[The task]
Determine how many lines in the entries below contain the string "ceramic", with case counting, and give only that number.

[Records supplied]

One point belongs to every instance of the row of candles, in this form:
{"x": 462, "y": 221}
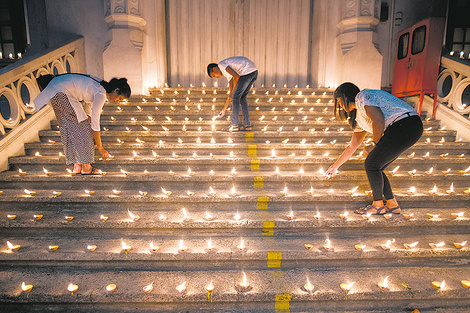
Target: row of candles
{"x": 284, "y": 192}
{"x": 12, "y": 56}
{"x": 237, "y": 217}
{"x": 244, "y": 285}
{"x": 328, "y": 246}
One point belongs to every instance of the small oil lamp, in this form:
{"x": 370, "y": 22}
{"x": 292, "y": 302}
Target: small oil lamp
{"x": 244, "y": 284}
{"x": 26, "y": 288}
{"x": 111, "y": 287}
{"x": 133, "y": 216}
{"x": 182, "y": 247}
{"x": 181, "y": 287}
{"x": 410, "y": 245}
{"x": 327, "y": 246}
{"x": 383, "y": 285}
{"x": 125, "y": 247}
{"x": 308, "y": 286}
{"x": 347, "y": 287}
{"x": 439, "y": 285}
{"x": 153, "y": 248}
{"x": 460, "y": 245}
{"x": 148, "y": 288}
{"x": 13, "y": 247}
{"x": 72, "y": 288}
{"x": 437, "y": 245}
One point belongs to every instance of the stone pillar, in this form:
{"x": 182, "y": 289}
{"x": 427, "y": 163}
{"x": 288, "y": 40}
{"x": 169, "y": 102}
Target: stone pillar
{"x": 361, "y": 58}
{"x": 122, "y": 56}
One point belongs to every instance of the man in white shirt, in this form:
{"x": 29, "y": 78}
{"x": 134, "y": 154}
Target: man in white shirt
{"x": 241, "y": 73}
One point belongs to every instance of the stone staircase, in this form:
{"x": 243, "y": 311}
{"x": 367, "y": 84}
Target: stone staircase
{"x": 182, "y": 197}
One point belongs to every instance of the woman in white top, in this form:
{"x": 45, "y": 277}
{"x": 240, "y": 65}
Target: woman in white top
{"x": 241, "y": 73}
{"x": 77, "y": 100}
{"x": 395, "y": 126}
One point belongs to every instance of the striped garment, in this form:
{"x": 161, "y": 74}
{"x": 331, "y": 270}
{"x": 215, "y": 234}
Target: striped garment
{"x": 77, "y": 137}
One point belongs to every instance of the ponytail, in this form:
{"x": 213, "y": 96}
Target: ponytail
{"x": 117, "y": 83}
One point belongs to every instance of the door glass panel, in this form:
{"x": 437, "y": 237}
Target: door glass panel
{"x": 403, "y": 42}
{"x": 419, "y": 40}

...

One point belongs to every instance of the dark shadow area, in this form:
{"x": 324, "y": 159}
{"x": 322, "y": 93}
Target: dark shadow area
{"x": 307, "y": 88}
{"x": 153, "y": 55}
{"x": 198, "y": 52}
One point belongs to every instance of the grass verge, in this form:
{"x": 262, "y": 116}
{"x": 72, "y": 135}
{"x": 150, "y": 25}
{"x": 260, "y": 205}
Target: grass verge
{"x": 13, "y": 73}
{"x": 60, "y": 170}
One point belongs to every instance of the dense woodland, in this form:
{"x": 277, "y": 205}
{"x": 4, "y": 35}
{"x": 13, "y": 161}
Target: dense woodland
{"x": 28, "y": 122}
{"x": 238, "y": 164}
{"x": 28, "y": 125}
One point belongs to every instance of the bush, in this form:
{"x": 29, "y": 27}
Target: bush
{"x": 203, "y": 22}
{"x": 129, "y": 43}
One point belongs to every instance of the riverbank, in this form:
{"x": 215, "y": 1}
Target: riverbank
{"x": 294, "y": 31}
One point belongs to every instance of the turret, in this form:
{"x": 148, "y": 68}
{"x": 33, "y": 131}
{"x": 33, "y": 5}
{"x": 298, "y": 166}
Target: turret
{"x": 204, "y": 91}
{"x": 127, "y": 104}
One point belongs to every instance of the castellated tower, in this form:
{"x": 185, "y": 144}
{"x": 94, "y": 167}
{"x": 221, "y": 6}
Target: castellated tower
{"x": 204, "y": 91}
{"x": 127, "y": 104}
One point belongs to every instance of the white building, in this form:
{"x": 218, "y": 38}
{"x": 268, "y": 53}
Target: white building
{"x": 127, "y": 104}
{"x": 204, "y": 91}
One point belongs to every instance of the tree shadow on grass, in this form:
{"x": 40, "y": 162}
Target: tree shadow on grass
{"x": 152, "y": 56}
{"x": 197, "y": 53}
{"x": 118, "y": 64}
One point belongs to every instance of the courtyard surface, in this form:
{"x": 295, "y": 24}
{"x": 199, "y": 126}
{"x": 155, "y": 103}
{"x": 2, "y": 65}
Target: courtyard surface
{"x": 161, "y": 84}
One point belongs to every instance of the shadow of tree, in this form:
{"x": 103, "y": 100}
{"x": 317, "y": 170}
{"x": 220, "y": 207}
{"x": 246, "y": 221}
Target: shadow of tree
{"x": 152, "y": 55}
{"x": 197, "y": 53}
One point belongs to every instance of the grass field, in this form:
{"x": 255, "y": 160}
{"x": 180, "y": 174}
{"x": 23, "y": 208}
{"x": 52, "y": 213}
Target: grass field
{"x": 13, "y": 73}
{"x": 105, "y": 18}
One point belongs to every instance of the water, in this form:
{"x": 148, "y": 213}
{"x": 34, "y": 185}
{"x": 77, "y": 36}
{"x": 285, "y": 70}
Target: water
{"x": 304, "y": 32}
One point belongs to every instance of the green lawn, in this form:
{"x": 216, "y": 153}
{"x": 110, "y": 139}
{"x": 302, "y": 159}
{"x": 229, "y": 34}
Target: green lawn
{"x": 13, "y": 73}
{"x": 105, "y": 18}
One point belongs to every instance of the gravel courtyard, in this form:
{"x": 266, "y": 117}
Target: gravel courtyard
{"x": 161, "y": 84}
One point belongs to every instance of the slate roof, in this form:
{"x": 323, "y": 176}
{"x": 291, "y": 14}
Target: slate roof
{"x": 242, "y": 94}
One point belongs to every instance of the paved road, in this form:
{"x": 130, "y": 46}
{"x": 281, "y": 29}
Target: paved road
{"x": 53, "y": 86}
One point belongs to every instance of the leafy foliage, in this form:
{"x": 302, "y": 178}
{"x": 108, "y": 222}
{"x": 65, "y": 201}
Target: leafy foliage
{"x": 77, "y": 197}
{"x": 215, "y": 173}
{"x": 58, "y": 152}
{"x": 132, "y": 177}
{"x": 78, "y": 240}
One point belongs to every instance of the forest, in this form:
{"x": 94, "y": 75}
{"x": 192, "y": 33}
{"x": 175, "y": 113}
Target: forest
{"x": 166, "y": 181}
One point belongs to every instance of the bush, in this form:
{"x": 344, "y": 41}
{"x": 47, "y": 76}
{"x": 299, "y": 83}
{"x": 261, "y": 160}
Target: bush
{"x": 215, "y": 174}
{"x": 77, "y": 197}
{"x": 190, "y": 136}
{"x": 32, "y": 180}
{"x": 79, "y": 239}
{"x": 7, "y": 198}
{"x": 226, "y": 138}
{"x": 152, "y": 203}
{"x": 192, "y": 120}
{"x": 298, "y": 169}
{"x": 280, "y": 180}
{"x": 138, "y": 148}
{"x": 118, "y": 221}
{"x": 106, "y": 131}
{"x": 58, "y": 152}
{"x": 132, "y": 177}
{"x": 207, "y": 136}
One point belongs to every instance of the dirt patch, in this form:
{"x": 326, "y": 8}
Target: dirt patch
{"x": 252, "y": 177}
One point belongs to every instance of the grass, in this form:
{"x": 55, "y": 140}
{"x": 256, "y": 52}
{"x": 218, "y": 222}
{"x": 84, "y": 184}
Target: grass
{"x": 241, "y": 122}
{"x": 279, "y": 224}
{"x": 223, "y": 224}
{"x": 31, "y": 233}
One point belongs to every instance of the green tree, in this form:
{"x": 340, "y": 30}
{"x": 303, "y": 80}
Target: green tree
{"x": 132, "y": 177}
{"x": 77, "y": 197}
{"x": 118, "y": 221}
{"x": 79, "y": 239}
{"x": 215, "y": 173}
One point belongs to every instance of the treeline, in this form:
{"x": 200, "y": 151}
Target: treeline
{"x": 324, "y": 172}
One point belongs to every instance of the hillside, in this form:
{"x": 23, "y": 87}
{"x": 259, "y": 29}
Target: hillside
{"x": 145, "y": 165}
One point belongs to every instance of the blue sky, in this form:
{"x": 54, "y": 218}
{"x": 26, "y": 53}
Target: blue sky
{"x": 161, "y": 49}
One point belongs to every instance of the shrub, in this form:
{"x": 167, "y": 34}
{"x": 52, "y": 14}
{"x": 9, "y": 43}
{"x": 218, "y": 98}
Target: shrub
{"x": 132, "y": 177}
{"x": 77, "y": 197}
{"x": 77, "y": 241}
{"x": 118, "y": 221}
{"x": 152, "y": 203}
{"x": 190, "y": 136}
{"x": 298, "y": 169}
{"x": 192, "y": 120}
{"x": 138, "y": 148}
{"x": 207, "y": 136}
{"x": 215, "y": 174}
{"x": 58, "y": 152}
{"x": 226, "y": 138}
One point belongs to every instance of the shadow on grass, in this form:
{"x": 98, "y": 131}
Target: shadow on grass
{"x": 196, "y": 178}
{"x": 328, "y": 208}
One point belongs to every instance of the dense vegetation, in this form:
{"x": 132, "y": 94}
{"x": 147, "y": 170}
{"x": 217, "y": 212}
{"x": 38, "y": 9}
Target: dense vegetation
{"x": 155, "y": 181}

* * *

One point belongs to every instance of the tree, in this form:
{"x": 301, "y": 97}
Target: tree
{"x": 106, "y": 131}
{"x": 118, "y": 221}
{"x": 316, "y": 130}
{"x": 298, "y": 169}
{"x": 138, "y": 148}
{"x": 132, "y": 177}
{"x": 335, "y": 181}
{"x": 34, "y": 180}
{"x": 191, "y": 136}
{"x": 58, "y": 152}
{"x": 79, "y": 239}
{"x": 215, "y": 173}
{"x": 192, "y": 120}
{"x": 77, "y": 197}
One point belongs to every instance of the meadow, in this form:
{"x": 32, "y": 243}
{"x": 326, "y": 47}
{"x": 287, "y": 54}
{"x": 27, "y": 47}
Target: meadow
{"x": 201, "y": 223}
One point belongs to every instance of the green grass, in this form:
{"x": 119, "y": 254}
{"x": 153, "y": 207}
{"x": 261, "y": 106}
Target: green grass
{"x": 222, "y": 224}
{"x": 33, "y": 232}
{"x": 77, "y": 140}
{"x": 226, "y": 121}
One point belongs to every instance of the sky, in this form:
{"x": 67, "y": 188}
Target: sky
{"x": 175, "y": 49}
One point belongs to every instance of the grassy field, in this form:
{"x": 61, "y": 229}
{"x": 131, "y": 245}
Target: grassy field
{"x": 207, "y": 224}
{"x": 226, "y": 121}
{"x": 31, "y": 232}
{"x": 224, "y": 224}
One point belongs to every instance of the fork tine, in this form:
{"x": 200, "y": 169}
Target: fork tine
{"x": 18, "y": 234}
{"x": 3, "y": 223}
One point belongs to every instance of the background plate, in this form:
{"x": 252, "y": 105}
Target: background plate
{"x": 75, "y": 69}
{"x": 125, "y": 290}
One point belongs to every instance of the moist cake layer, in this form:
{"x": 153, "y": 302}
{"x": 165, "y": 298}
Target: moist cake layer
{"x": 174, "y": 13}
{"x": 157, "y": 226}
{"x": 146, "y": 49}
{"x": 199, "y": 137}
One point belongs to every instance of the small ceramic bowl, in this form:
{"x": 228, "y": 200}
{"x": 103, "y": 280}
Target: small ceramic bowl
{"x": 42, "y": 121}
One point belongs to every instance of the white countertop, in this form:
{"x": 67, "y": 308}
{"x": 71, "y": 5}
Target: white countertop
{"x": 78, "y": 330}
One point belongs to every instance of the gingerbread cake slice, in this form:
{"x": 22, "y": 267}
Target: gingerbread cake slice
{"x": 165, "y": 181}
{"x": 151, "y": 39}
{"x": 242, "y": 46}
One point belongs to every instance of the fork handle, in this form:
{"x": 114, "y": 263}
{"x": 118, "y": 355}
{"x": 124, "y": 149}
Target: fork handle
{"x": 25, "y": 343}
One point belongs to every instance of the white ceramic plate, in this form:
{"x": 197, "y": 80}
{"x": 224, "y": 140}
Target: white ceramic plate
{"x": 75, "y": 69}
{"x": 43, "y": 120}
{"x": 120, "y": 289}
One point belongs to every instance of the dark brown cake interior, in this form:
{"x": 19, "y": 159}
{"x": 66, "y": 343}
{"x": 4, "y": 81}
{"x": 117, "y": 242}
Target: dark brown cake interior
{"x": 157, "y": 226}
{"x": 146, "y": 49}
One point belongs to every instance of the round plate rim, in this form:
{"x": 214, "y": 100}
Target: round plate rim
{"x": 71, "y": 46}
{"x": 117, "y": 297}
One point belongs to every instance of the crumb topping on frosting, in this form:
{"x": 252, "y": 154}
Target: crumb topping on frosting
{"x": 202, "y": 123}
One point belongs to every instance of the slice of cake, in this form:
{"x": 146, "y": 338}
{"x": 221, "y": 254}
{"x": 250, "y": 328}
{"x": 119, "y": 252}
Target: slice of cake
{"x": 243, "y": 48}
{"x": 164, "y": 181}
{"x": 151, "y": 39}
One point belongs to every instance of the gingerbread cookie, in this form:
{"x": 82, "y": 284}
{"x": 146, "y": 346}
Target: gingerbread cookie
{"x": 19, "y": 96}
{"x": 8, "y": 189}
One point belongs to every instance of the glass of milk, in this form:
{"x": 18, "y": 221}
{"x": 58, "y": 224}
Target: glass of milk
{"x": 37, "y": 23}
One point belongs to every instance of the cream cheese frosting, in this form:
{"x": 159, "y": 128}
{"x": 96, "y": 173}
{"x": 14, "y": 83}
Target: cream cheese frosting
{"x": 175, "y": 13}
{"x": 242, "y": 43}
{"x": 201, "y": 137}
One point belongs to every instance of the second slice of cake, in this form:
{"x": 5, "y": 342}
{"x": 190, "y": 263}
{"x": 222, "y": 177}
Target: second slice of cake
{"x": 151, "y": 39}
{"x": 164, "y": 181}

[Answer to this task]
4